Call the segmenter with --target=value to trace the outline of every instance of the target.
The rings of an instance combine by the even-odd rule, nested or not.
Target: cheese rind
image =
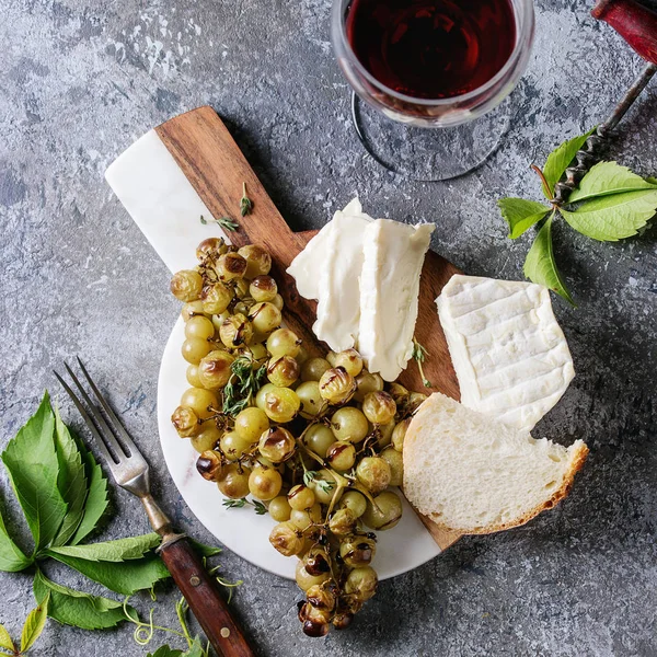
[[[369,222],[361,212],[336,212],[333,228],[325,238],[325,249],[318,256],[321,258],[318,319],[312,330],[334,351],[349,349],[358,336],[358,279],[362,268],[364,233]]]
[[[306,245],[306,249],[290,263],[287,273],[297,283],[297,290],[304,299],[320,298],[320,277],[324,266],[324,256],[328,247],[331,235],[336,230],[335,219],[343,217],[355,221],[371,221],[372,218],[362,211],[358,198],[350,200],[344,210],[333,215],[333,220]]]
[[[575,376],[548,288],[454,275],[438,299],[461,403],[529,431]]]
[[[434,229],[390,219],[365,229],[358,350],[385,381],[394,381],[413,354],[419,275]]]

=======

- _TO BE DONE_: Update the listing above by changing "segmenter" to "outline tool" and keeping every other part the same. Leave the picture out.

- _WRITTEN RESPONSE_:
Call the outline tool with --target=value to trace the outline of every instance of the target.
The rings of an instance combine by the even-odd rule, nested or not.
Target: cheese rind
image =
[[[369,222],[361,212],[336,212],[333,228],[325,238],[325,249],[318,256],[321,258],[318,319],[312,330],[334,351],[349,349],[358,336],[358,279],[362,268],[364,233]]]
[[[306,245],[306,249],[290,263],[287,273],[297,283],[297,290],[304,299],[320,298],[320,277],[324,266],[324,256],[328,247],[331,235],[336,230],[335,219],[343,217],[355,221],[371,221],[372,218],[362,211],[358,198],[350,200],[344,210],[333,215],[333,220]]]
[[[575,376],[548,288],[454,275],[438,299],[461,403],[529,431]]]
[[[434,229],[390,219],[365,229],[358,350],[385,381],[394,381],[413,354],[419,275]]]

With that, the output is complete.